■ Recorded information:
# # # # # # #

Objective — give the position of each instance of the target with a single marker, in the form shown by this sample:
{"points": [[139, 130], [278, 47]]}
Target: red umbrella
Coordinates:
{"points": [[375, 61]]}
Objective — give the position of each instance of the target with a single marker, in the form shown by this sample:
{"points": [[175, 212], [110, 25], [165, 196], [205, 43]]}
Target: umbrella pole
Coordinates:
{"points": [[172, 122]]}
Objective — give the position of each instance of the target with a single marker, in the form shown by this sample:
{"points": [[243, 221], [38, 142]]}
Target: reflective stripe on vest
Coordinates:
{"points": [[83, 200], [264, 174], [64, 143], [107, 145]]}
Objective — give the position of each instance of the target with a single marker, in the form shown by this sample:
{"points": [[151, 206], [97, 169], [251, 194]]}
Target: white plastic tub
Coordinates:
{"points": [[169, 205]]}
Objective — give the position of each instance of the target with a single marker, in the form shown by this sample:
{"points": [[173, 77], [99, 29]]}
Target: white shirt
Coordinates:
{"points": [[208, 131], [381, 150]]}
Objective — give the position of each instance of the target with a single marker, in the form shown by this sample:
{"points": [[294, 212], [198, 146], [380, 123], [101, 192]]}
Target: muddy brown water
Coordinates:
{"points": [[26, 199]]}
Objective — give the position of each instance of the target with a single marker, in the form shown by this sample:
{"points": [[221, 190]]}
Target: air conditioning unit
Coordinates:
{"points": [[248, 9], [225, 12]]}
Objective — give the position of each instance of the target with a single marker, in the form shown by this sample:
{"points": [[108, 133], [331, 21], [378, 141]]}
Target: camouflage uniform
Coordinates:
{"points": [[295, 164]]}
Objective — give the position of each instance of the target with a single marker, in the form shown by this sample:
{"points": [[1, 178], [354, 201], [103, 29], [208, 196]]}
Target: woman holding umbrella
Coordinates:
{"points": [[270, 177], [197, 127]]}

# # # # # # #

Set every line of the listing down word for word.

Objective — give the position of each instance of the target with a single marker, in the form shown by this sample:
{"points": [[139, 130], [278, 47]]}
Target: red umbrella
Coordinates:
{"points": [[375, 61]]}
Objective — give the position of each instance of the target with a single marker, in the form shown by this sample:
{"points": [[175, 212], [110, 25], [165, 196], [205, 43]]}
Target: umbrella pole
Coordinates:
{"points": [[172, 122]]}
Objective — give the position of each instance of the target with a single marker, in the form shown by this sample:
{"points": [[243, 221], [38, 142]]}
Target: reflective stripe on vest
Coordinates:
{"points": [[83, 200], [264, 174], [64, 143], [107, 145]]}
Objective — give the position of each instance of the target with a single marker, in the form shown by this sample:
{"points": [[151, 206], [97, 169], [251, 194]]}
Target: white plastic tub
Coordinates:
{"points": [[169, 205]]}
Objective — give the position of each instance of the target with a single marker, in the form shown by this sample:
{"points": [[173, 77], [99, 29]]}
Target: white shirt
Coordinates:
{"points": [[208, 131], [381, 150]]}
Objective — give the position of each instance of the target with a single marker, in the form shown by this sample:
{"points": [[294, 212], [198, 146], [380, 123], [101, 192]]}
Target: muddy brown water
Coordinates:
{"points": [[26, 199]]}
Objective — give the position of each instance of the target with a single marker, in the form shown by this sample:
{"points": [[221, 190]]}
Target: air conditioning unit
Coordinates:
{"points": [[248, 9], [225, 12]]}
Objective — give the position of each instance of the target with a single marker, in the form shown by this sample:
{"points": [[108, 133], [331, 21], [378, 141]]}
Target: camouflage uniform
Coordinates:
{"points": [[295, 164]]}
Objective — give the position of each instance of the target with a single marker, in the form shown by this sample:
{"points": [[1, 178], [354, 201], [103, 29], [208, 196]]}
Target: woman holding umbrella
Coordinates:
{"points": [[270, 177], [197, 127]]}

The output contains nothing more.